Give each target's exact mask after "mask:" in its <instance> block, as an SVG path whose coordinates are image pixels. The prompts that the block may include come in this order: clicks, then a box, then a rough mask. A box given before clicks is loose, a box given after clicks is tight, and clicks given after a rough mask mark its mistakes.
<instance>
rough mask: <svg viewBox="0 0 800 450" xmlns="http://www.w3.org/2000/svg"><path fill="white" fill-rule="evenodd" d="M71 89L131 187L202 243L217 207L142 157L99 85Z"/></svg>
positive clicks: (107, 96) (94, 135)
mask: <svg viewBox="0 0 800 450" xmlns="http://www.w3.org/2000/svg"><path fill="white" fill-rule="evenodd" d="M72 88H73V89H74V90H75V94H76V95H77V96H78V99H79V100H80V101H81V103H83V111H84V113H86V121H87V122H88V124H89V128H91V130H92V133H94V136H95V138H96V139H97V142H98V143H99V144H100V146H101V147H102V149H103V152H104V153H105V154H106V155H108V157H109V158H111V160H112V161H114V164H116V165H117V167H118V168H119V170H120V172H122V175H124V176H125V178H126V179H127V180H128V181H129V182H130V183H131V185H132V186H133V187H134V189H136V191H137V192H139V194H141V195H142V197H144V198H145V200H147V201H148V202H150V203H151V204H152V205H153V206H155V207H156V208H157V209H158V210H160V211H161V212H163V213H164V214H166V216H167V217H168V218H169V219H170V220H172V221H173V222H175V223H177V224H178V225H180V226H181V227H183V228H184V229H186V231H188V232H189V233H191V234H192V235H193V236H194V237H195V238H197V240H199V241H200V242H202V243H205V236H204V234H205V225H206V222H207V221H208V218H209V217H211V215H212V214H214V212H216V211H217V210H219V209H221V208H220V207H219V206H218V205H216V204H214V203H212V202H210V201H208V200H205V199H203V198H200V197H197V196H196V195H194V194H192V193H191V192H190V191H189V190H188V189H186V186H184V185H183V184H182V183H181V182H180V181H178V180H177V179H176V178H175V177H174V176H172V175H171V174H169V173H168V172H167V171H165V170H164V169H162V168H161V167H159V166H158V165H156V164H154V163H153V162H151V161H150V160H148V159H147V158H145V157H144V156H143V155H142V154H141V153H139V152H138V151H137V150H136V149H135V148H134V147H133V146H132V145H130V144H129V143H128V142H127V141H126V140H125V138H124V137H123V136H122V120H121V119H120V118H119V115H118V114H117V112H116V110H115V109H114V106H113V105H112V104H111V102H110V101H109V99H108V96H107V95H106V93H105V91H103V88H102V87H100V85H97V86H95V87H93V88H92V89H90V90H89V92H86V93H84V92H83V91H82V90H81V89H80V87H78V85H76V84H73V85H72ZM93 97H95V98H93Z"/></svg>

--------------------------------------------------

◆ **What you should do**: Write out all of the records once more, exactly.

◆ **Response for this exercise**:
Give each target's exact mask after "mask:" in its <instance> block, as an SVG path whose coordinates are image pixels. The prompts that the block may include come in this order: clicks, then a box, then a rough mask. A box given before clicks is loose, a box given after clicks is tight, and clicks given after a rough mask mark its mistakes.
<instance>
rough mask: <svg viewBox="0 0 800 450" xmlns="http://www.w3.org/2000/svg"><path fill="white" fill-rule="evenodd" d="M71 89L131 187L202 243L217 207L142 157L99 85Z"/></svg>
positive clicks: (107, 96) (94, 135)
mask: <svg viewBox="0 0 800 450" xmlns="http://www.w3.org/2000/svg"><path fill="white" fill-rule="evenodd" d="M72 88H73V89H74V90H75V94H76V95H77V96H78V99H79V100H80V101H81V103H83V111H84V113H86V121H87V122H88V124H89V128H91V130H92V133H94V136H95V138H96V139H97V142H98V143H99V144H100V146H101V147H102V149H103V152H104V153H105V154H106V155H108V157H109V158H111V160H112V161H114V164H116V165H117V167H118V168H119V170H120V172H122V175H124V176H125V178H126V179H127V180H128V181H129V182H130V183H131V185H132V186H133V187H134V189H136V191H137V192H139V194H141V195H142V197H144V198H145V200H147V201H148V202H150V203H151V204H152V205H153V206H155V207H156V208H157V209H158V210H160V211H161V212H163V213H164V214H166V216H167V217H168V218H169V219H170V220H172V221H173V222H175V223H177V224H178V225H180V226H181V227H183V228H184V229H186V231H188V232H189V233H191V234H192V235H193V236H194V237H195V238H197V240H199V241H200V242H202V243H205V236H204V234H205V225H206V222H207V221H208V218H209V217H211V215H212V214H214V212H216V211H217V210H219V209H221V208H220V207H219V206H218V205H216V204H214V203H212V202H210V201H208V200H205V199H203V198H200V197H197V196H196V195H194V194H192V193H191V192H190V191H189V190H188V189H186V186H184V185H183V184H182V183H181V182H180V181H178V180H177V179H176V178H175V177H174V176H172V175H171V174H169V173H168V172H167V171H165V170H164V169H162V168H161V167H159V166H158V165H156V164H154V163H153V162H151V161H150V160H148V159H147V158H145V157H144V156H143V155H142V154H141V153H139V152H138V151H137V150H136V149H135V148H134V147H133V146H132V145H130V144H129V143H128V142H127V141H126V140H125V138H124V137H123V136H122V120H121V119H120V118H119V115H118V114H117V112H116V110H115V109H114V106H113V105H112V104H111V102H110V101H109V99H108V96H107V95H106V93H105V91H103V88H102V87H100V85H97V86H95V87H93V88H92V89H90V90H89V92H86V93H84V92H83V91H82V90H81V89H80V87H78V85H76V84H73V85H72ZM93 97H95V98H93Z"/></svg>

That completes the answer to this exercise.